[Point localization data]
◇ ◇ ◇ ◇ ◇ ◇ ◇

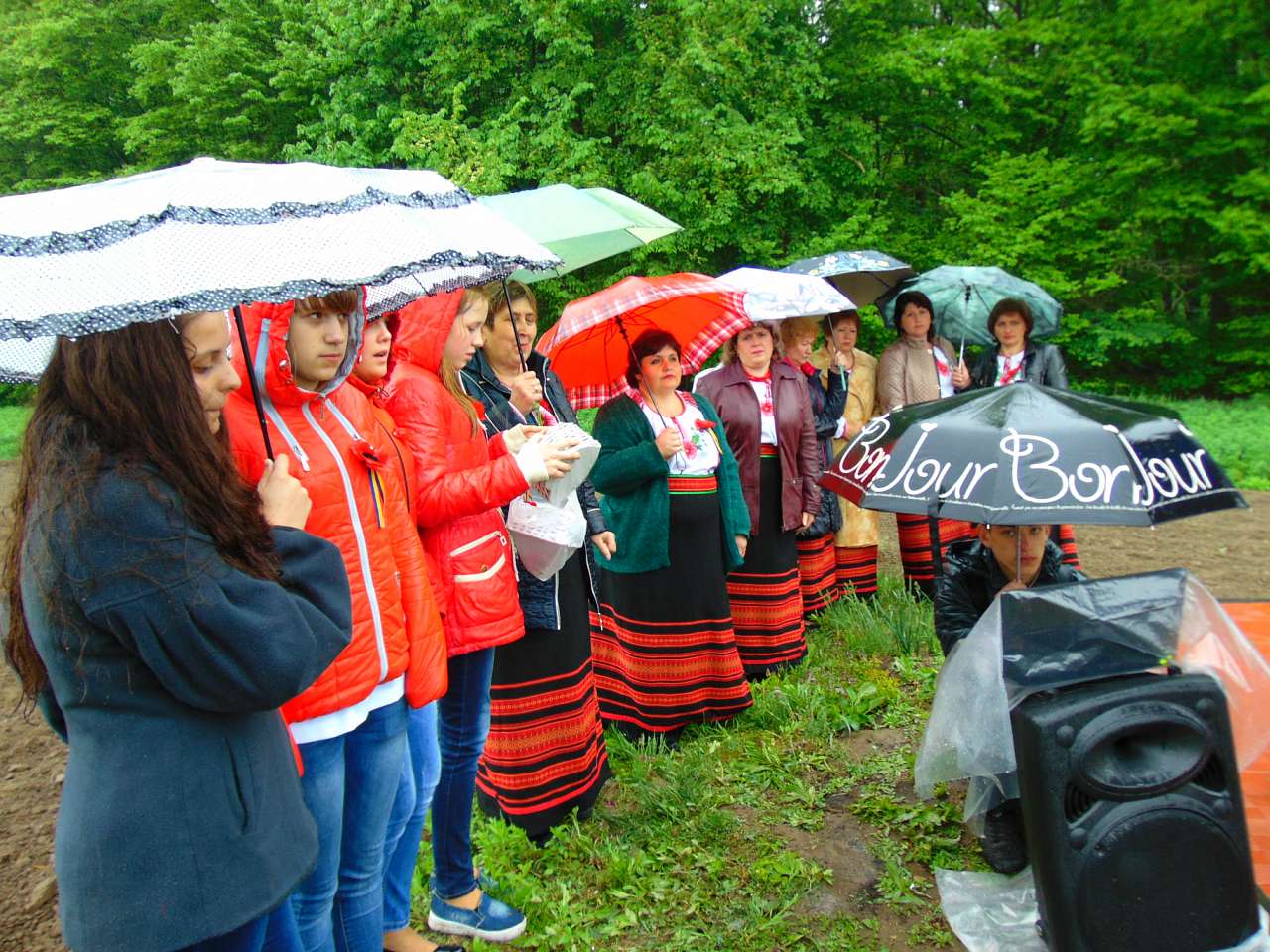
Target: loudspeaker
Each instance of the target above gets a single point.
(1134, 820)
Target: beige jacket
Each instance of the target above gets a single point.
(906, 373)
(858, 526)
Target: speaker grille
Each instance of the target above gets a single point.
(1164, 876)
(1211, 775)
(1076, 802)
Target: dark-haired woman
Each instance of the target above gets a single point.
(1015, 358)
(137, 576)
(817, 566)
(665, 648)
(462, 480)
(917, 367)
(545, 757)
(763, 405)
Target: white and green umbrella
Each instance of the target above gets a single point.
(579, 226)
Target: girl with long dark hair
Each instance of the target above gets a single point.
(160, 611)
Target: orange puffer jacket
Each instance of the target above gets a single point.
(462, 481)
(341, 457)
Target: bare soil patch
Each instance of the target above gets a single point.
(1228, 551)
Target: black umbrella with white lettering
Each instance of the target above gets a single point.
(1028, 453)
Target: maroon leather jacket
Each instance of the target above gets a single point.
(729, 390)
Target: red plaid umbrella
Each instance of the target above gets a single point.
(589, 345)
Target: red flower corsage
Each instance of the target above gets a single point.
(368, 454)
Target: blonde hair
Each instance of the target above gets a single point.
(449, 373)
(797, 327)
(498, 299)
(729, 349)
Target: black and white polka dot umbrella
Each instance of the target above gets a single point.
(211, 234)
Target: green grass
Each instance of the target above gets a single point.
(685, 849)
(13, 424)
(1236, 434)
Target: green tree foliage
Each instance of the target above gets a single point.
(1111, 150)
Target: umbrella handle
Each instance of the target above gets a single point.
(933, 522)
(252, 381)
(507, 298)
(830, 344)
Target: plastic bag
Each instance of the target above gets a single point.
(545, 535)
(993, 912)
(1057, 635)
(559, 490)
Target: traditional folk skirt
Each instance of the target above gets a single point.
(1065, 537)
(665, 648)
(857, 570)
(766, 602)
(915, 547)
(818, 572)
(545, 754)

◇ ◇ ◇ ◇ ◇ ◇ ◇

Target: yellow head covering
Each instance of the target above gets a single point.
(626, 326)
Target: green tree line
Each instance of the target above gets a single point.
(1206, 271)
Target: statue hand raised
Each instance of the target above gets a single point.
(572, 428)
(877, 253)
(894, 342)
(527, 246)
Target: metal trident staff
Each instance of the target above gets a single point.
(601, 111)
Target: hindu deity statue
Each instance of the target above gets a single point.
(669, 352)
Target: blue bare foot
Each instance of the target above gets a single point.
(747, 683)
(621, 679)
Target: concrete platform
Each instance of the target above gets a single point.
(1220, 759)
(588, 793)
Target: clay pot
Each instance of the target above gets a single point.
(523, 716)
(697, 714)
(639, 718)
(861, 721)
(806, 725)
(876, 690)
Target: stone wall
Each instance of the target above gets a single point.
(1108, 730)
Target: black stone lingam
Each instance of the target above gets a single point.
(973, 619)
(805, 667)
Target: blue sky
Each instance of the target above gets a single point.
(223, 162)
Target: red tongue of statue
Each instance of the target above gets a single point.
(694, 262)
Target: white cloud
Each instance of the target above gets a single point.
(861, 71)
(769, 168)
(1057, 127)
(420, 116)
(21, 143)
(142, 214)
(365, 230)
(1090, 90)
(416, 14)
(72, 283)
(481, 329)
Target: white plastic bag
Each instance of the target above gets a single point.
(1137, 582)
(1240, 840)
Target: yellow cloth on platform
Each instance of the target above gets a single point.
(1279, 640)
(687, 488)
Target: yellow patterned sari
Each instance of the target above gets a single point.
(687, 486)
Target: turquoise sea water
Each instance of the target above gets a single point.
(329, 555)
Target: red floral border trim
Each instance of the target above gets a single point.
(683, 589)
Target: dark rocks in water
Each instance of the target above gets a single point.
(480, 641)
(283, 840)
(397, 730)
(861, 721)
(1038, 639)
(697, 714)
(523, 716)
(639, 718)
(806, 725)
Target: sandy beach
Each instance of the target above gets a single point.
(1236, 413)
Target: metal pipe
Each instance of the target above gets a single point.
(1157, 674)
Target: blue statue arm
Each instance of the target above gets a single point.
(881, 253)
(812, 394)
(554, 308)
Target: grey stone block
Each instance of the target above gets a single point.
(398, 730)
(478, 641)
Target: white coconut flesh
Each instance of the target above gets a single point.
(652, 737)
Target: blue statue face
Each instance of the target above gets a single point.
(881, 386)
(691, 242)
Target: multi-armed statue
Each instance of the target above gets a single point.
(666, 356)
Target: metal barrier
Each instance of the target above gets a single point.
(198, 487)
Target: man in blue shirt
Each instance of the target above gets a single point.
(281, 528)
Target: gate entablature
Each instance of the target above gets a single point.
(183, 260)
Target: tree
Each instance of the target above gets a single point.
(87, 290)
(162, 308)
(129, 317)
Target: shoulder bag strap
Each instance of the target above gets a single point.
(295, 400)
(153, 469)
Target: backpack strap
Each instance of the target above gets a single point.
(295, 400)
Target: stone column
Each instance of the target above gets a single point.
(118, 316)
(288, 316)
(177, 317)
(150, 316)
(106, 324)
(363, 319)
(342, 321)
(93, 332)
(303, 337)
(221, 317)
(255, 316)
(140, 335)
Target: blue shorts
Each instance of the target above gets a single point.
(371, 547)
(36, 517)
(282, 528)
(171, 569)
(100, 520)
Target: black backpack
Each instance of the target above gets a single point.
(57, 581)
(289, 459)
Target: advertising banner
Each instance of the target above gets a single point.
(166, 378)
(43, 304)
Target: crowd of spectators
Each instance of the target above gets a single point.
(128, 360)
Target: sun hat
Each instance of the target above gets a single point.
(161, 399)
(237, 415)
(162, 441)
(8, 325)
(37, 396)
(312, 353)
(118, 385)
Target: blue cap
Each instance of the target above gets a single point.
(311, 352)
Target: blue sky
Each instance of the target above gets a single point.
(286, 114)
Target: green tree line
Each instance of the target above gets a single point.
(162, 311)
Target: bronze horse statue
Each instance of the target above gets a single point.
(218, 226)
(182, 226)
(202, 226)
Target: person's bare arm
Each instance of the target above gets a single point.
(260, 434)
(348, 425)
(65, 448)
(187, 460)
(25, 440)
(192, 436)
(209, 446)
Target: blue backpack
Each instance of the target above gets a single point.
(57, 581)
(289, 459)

◇ ◇ ◇ ◇ ◇ ◇ ◇

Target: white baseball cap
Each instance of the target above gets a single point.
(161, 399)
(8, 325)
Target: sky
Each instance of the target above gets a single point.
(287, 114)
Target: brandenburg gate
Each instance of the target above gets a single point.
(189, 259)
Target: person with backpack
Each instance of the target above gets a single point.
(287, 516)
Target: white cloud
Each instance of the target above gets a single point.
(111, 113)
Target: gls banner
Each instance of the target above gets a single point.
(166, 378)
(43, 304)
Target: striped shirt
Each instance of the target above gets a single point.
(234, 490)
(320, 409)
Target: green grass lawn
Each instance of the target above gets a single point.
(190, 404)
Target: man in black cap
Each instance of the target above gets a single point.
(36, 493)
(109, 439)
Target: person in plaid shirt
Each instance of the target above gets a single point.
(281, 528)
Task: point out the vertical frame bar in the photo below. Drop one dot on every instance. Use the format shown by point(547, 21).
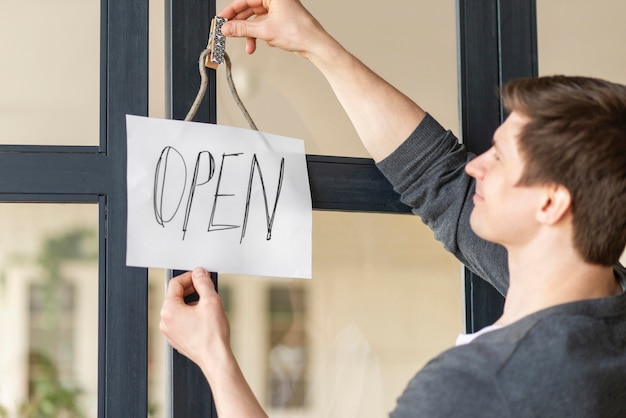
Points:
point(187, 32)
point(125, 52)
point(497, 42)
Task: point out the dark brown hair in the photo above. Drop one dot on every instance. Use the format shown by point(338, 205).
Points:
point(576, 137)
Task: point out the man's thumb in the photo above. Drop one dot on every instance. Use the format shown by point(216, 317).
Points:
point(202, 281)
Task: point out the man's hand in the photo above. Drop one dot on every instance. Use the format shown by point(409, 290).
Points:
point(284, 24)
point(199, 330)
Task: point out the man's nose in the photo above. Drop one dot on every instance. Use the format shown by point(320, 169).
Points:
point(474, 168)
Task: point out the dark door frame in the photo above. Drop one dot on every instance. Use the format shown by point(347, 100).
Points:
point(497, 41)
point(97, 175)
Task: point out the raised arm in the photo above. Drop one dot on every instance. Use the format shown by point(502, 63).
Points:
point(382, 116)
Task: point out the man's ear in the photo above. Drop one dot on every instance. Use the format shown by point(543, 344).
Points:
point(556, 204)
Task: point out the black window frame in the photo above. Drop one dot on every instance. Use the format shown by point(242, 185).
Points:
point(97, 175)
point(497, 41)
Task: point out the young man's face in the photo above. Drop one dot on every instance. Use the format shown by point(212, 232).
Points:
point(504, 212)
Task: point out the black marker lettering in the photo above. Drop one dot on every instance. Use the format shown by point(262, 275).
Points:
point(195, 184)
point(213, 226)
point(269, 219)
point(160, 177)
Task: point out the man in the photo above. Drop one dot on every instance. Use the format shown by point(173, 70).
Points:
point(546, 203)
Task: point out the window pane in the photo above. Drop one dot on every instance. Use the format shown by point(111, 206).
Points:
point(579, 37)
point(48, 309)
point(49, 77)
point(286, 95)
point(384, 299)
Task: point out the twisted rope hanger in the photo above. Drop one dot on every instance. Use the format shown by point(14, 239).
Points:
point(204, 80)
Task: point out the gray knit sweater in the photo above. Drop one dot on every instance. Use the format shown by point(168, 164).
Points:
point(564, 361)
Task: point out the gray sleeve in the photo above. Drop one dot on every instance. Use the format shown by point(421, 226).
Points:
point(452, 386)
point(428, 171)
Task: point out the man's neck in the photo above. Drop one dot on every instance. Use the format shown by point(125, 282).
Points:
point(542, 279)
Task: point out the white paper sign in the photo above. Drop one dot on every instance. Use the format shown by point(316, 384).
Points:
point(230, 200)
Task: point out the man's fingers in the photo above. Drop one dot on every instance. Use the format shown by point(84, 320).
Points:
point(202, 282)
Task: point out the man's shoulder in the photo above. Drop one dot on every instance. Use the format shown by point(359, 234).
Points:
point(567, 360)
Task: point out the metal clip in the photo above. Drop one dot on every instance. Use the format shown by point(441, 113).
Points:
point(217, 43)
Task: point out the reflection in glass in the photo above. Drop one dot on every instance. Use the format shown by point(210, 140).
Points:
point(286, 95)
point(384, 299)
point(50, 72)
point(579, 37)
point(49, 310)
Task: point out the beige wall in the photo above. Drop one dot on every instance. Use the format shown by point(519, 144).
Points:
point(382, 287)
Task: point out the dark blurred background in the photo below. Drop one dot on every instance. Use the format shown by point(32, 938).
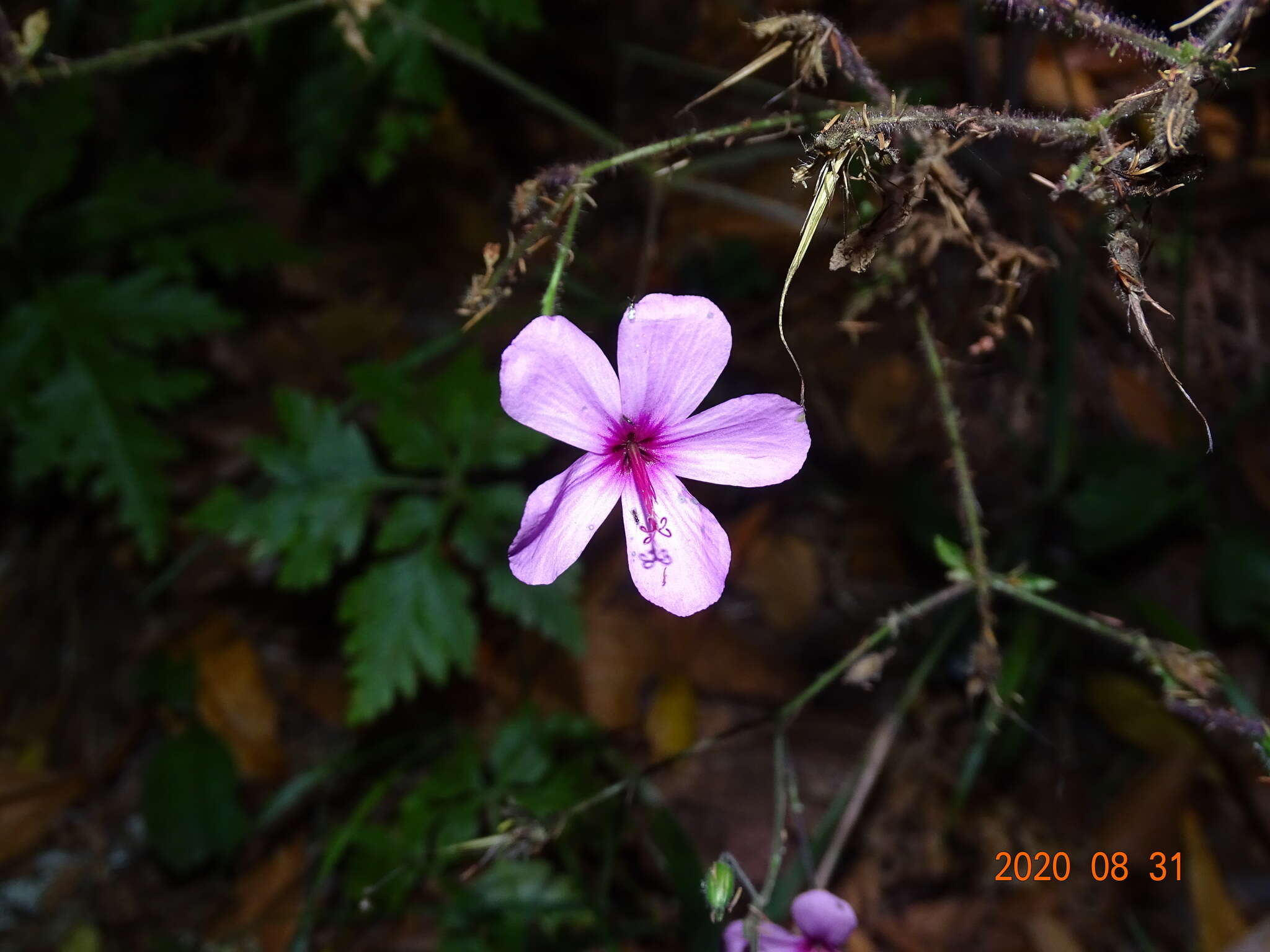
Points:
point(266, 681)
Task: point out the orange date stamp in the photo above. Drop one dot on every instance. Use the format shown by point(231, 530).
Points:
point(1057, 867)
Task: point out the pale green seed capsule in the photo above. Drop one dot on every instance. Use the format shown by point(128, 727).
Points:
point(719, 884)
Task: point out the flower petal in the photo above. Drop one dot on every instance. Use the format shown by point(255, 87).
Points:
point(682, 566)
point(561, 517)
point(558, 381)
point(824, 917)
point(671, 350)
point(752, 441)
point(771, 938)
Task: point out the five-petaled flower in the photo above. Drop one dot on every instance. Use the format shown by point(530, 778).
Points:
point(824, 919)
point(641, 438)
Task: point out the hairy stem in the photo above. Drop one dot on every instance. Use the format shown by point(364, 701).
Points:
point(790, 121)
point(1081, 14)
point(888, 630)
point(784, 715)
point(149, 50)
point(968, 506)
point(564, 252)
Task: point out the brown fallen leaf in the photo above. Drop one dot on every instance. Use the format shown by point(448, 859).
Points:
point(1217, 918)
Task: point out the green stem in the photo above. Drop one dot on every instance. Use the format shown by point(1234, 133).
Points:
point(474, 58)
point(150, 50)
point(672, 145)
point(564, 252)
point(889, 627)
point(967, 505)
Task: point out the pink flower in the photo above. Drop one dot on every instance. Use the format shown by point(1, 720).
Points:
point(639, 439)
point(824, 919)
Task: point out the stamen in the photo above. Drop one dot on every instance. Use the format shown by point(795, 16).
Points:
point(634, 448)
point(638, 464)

◇ ◇ ◇ ◇ ◇ ◇ ◇

■ **Exercise prompt**
Search the entries for the word "wall". Copy every line where it occurs.

■ **Exercise result**
Target: stone wall
Task: point out the beige wall in the photo above. Drop one dot on every instance. Use the format shown by point(519, 144).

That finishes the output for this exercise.